Agreed. Current environment is a saltstack/netbox combo that's, shall we say, 
"in development".

On Sat, Aug 24, 2019, at 5:43 AM, Raymond Burkholder wrote:
> Expanding further, there are those that use ansible for network management. 
> But I don't think it does well in scaling out for functionality. I have used 
> saltstack for network config and server builds, as it becomes the source of 
> truth for the infrastructure, allowing for consistent upgrades and additions. 
> Combining with something like netbox for infrastructure source of truth, one 
> can build to spec, and then use something like rancid as an independent 
> confirmation of 'build to spec'.
> 
>  I've been able to script builds to automatically boot a blank device via 
> pxeboot, get an operating system and customized modules installed, restarted, 
> automatically registered to receive the starting configuration, register 
> against a check_mk/nagios based monitoring system, and for servers, to 
> automatically create and build containers and their contents. It greatly 
> simplifies the maintenance and upgrade tasks in to repeatable and 
> reproducible build solutions. Plus the source of truth configuration files 
> can be version controlled to provide a history infrastructure adjustments.
> 
>  What I like about saltstack and netbox, is that they are both based upon 
> python, which is a relatively common skillset and a growing ecosystem.
> 
> https://netbox.readthedocs.io/en/latest/
> https://docs.saltstack.com/en/latest/ref/states/
> 
> 
> On 2019-08-24 6:05 a.m., J. Hellenthal via NANOG wrote:
>> I would have to agree with this too. Unless you are looking at a 
>> multifaceted approach where you can compare two different sources of 
>> knowledge then use the config mgmt tools to cover that baseline is pretty 
>> adequate until.... 
>> 
>> You have client computers and hardware along that level to track. So in that 
>> instance since everything has an IP these days then phpIPAM or similar can 
>> do quite the job storing serial numbers, makes, models, descriptions and 
>> tracking the on and offline status plus plenty more.
>> 
>> https://phpipam.net/documents/screenshots/
>> 
>> 
>> -- 
>>  J. Hellenthal
>> 
>> The fact that there's a highway to Hell but only a stairway to Heaven says a 
>> lot about anticipated traffic volume.

* [DIRECTIVE 1]: In the email thread, what programming language are saltstack and netbox both based on?

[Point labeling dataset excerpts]
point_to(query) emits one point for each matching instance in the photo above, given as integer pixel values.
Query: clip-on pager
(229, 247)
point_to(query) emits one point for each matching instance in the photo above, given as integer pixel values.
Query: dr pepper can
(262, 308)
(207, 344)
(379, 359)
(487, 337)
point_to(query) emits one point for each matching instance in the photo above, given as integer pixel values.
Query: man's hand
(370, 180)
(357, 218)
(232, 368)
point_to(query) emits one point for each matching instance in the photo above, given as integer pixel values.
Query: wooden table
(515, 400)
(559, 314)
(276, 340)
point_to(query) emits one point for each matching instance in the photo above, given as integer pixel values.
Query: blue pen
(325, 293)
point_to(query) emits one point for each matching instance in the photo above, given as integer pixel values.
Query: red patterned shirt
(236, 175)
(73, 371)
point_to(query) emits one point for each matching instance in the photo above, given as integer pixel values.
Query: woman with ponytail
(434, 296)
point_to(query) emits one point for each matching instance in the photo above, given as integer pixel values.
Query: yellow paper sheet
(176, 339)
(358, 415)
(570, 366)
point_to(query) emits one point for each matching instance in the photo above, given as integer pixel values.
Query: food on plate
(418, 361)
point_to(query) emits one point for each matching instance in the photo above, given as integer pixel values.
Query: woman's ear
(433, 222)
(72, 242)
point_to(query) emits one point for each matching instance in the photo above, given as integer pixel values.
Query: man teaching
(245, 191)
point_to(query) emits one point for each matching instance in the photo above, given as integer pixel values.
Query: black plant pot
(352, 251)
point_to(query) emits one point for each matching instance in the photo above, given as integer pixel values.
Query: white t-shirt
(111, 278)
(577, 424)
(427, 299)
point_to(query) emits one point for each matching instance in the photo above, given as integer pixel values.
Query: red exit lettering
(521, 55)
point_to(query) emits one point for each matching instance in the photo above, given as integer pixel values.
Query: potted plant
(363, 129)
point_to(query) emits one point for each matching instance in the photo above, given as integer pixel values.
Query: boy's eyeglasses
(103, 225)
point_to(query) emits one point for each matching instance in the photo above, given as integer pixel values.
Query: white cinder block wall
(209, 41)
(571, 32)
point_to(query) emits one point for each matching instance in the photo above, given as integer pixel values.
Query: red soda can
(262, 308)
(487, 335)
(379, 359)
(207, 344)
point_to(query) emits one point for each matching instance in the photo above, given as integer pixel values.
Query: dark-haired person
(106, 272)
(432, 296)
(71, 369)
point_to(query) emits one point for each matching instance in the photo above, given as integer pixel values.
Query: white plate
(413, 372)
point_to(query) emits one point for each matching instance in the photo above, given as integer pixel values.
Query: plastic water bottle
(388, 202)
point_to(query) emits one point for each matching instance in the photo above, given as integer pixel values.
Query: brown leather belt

* [DIRECTIVE 2]: Report every line of the records that contains the string "shirt", copying each one in full.

* [COMPLETE ANSWER 1]: Python.

* [COMPLETE ANSWER 2]:
Query: red patterned shirt
Query: white t-shirt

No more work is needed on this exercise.